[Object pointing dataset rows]
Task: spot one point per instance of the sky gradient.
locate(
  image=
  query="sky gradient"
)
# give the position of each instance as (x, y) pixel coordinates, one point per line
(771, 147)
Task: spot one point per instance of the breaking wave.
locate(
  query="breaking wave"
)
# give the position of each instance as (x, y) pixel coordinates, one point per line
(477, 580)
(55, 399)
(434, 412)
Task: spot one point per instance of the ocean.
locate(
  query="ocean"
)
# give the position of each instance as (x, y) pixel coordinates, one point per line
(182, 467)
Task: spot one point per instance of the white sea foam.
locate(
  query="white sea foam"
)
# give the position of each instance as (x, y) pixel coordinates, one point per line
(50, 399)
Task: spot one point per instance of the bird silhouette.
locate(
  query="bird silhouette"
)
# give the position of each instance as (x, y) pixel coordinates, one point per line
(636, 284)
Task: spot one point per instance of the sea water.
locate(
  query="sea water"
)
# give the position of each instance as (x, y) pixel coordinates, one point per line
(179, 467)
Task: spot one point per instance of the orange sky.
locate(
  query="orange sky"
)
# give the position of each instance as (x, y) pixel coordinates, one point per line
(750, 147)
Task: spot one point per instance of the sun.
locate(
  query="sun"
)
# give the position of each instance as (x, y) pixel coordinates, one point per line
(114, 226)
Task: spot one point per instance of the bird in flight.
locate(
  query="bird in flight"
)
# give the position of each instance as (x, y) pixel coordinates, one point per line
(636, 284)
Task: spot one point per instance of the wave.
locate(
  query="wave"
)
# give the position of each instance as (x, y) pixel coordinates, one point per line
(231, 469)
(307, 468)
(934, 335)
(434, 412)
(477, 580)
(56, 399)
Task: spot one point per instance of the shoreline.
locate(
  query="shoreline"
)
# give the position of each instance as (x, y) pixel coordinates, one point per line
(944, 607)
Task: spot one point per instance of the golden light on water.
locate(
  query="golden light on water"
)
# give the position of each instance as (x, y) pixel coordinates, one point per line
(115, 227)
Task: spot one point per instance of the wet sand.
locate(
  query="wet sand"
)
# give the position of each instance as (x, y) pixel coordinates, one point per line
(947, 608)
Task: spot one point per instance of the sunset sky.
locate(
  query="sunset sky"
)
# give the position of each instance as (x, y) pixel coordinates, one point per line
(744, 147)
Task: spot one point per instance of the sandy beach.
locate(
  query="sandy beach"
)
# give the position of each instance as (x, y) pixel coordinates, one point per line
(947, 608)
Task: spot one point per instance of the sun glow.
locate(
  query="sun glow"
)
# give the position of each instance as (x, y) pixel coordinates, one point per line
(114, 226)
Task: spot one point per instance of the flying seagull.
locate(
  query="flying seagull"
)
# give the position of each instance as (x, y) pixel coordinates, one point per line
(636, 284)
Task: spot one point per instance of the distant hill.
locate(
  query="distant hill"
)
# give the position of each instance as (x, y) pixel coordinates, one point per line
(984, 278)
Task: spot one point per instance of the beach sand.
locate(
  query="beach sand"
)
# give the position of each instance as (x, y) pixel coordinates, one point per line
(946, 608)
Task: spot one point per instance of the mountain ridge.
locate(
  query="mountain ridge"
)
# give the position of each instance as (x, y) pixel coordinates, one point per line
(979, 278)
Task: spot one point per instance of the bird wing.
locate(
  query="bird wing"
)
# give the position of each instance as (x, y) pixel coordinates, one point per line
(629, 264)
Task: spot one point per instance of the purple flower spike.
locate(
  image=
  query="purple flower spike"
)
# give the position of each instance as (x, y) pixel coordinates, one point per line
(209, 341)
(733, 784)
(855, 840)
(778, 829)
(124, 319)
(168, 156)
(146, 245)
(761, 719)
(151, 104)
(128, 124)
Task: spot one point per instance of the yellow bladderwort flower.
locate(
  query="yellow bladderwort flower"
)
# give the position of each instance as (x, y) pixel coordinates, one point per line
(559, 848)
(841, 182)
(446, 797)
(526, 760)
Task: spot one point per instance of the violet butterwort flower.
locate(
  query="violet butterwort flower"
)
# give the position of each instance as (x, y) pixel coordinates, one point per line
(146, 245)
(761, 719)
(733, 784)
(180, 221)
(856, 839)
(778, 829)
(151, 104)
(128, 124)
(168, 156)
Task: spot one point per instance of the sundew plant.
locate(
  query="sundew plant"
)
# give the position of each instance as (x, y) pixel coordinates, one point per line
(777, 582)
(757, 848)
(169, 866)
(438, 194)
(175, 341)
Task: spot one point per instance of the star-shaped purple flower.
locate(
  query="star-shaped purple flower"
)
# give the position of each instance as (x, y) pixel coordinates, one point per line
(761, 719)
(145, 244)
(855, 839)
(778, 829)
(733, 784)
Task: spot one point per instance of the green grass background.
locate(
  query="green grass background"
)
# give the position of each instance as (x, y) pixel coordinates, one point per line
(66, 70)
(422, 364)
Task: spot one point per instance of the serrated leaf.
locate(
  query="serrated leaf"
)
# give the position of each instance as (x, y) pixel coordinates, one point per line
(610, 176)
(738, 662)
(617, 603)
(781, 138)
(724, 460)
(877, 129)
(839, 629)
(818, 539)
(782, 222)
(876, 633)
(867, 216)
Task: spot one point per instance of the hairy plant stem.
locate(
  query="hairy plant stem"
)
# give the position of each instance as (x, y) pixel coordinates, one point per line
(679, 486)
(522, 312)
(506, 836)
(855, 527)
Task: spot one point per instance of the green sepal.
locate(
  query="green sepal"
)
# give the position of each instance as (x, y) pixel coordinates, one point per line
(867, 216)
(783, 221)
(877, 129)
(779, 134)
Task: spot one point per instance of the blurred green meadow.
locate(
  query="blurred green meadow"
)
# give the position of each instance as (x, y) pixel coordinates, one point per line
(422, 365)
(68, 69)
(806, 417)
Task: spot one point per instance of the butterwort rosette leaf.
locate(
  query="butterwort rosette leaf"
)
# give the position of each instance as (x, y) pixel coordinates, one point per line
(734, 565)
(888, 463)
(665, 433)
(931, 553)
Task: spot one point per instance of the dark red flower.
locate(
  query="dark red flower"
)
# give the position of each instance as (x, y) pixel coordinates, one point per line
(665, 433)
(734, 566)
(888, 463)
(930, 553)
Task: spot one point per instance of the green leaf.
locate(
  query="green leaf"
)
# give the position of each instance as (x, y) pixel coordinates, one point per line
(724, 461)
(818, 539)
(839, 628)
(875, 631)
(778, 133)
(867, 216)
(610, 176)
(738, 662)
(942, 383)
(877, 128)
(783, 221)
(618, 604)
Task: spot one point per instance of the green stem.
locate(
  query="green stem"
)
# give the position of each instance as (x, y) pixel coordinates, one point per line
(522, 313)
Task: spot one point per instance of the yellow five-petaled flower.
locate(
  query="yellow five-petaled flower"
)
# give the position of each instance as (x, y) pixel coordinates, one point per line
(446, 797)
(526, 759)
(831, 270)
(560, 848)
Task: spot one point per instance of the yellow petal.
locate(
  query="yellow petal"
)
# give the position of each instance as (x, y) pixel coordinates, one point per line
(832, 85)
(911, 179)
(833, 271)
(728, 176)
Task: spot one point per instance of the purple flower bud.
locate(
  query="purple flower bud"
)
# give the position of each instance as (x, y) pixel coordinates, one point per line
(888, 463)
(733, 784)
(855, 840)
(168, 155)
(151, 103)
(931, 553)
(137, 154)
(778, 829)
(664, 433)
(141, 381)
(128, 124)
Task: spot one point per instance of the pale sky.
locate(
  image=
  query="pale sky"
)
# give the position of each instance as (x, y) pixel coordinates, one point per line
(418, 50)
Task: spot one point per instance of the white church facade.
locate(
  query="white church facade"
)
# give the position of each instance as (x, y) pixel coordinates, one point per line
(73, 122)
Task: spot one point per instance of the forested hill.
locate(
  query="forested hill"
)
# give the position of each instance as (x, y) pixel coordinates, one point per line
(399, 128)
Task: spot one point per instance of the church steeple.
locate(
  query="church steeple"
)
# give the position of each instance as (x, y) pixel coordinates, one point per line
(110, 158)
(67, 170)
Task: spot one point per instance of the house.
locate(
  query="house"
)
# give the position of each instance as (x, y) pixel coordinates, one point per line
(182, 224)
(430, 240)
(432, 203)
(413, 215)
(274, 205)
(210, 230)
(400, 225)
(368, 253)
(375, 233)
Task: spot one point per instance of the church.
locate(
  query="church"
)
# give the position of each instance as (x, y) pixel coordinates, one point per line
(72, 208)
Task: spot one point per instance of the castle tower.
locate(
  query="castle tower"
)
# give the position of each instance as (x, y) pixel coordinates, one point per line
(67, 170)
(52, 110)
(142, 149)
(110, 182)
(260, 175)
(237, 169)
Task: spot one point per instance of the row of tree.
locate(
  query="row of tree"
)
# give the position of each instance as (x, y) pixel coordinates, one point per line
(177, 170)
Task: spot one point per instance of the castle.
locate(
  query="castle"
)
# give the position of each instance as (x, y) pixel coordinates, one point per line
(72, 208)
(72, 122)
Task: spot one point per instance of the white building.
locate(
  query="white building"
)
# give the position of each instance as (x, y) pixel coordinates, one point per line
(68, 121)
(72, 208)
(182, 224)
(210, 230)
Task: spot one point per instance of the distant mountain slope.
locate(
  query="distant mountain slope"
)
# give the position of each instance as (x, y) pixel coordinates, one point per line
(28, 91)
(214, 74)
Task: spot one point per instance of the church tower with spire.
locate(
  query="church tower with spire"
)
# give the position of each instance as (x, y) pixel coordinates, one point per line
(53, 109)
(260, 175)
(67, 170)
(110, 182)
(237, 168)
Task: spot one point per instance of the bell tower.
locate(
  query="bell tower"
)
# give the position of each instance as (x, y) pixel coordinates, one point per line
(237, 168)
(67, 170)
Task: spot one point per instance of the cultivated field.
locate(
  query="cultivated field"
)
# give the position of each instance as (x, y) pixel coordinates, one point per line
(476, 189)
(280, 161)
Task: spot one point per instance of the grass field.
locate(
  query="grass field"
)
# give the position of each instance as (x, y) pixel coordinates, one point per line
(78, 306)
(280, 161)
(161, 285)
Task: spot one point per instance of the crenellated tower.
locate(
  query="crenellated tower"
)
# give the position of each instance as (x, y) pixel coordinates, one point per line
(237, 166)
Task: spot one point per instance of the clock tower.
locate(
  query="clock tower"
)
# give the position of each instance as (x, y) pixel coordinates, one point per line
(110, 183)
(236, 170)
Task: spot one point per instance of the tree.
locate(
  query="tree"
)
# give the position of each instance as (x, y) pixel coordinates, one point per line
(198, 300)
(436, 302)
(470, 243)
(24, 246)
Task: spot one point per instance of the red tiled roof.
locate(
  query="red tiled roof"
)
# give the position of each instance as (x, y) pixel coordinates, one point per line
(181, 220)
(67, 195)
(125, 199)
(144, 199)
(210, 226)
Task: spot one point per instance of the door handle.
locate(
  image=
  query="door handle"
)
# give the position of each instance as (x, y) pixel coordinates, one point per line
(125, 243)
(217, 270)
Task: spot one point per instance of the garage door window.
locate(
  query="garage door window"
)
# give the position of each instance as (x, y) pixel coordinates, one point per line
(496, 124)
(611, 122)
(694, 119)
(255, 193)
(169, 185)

# AIM
Repeat only the stretch of lines starting at the one containing "Task: spot one point per instance of the red" and running to the final line of the entries above.

# RESPONSE FOR THIS EXERCISE
Task: spot one point per instance of the red tiled roof.
locate(
  query="red tiled roof"
)
# give the position of each instance as (x, y) pixel coordinates, one point per line
(181, 220)
(67, 195)
(125, 199)
(144, 199)
(210, 226)
Task: spot one point per instance of the door handle.
locate(
  image=
  query="door handle"
)
# give the position of each instance as (x, y) pixel coordinates, one point per line
(125, 243)
(217, 270)
Task: spot one point per instance of the garage door window.
locate(
  query="garage door window"
)
# give the position of each instance as (x, y) pixel coordinates, one point per line
(496, 124)
(611, 122)
(694, 119)
(255, 193)
(169, 185)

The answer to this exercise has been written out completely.